» Brief: Set down all of the data again, character for character.
BEGIN Exercise material
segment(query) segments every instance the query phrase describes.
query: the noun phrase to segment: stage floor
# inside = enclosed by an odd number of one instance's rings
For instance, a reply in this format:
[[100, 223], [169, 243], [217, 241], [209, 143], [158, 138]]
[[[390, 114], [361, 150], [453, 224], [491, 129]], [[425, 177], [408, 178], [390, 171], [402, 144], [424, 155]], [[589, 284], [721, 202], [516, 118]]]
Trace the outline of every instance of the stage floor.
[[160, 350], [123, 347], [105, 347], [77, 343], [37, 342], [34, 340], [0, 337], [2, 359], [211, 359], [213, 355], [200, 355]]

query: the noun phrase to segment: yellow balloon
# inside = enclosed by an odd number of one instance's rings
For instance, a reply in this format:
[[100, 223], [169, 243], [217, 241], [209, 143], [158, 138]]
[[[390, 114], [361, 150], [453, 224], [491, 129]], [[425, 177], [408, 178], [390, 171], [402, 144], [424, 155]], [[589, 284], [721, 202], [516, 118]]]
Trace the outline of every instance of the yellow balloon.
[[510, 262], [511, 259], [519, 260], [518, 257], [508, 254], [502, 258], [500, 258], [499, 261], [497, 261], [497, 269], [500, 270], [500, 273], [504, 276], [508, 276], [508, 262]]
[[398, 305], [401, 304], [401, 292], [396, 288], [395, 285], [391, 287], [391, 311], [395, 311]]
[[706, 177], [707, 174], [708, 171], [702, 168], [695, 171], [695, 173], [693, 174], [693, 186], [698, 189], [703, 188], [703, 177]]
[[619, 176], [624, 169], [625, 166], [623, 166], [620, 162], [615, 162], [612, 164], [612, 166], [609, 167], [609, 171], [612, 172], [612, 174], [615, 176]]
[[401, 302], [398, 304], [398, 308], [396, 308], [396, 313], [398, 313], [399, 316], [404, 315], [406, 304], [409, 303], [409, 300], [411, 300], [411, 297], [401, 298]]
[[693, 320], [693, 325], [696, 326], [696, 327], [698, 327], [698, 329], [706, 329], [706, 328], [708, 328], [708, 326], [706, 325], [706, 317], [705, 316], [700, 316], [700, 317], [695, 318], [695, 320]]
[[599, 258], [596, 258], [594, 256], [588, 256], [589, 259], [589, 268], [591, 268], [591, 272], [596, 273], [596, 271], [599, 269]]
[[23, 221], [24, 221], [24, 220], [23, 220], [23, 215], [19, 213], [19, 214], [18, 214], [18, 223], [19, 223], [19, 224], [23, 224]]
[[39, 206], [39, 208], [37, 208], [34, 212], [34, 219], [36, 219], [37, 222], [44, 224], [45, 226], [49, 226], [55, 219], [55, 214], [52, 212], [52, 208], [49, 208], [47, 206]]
END Exercise material
» Answer below:
segment(query) segments every instance the query phrase describes.
query: the noun phrase to segment: stage floor
# inside = enclosed by an odd number of one instance's rings
For instance, a reply in this format:
[[100, 223], [169, 243], [217, 241], [209, 143], [158, 138]]
[[[390, 114], [361, 150], [453, 224], [491, 129]], [[425, 177], [408, 178], [390, 171], [402, 144], [424, 155]], [[589, 284], [721, 202], [516, 118]]]
Trace the outline of every instance of the stage floor.
[[160, 350], [123, 347], [105, 347], [77, 343], [37, 342], [34, 340], [0, 337], [2, 359], [211, 359], [213, 355], [200, 355]]

query: the noun phrase to segment: yellow balloon
# inside = enclosed by an odd number of one instance's rings
For instance, a reply in this format:
[[100, 223], [169, 243], [217, 241], [209, 143], [158, 138]]
[[[390, 114], [361, 150], [453, 224], [491, 129]], [[425, 177], [408, 178], [390, 171], [402, 144], [424, 155]], [[589, 284], [721, 202], [516, 118]]]
Trace the outline of every instance of the yellow balloon.
[[510, 262], [511, 259], [519, 260], [518, 257], [508, 254], [502, 258], [500, 258], [499, 261], [497, 261], [497, 269], [500, 270], [500, 273], [504, 276], [508, 276], [508, 262]]
[[398, 305], [401, 304], [401, 292], [396, 288], [395, 285], [391, 287], [391, 311], [395, 311]]
[[706, 177], [707, 174], [708, 171], [702, 168], [695, 171], [695, 173], [693, 174], [693, 186], [698, 189], [703, 188], [703, 177]]
[[619, 176], [624, 169], [625, 166], [623, 166], [620, 162], [615, 162], [612, 164], [612, 166], [609, 167], [609, 171], [612, 172], [612, 174], [615, 176]]
[[401, 302], [398, 304], [398, 308], [396, 308], [396, 313], [398, 313], [399, 316], [404, 315], [406, 304], [409, 303], [409, 300], [411, 300], [411, 297], [401, 298]]
[[693, 320], [693, 325], [696, 326], [696, 327], [698, 327], [698, 329], [706, 329], [706, 328], [708, 328], [708, 326], [706, 325], [706, 317], [705, 316], [700, 316], [700, 317], [695, 318], [695, 320]]
[[599, 258], [596, 258], [594, 256], [588, 256], [589, 259], [589, 268], [591, 268], [591, 272], [596, 273], [596, 271], [599, 269]]
[[23, 221], [24, 221], [24, 220], [23, 220], [23, 215], [19, 213], [19, 214], [18, 214], [18, 223], [19, 223], [19, 224], [23, 224]]
[[39, 206], [39, 208], [37, 208], [34, 212], [34, 219], [36, 219], [37, 222], [44, 224], [45, 226], [49, 226], [55, 219], [55, 214], [52, 212], [52, 208], [49, 208], [47, 206]]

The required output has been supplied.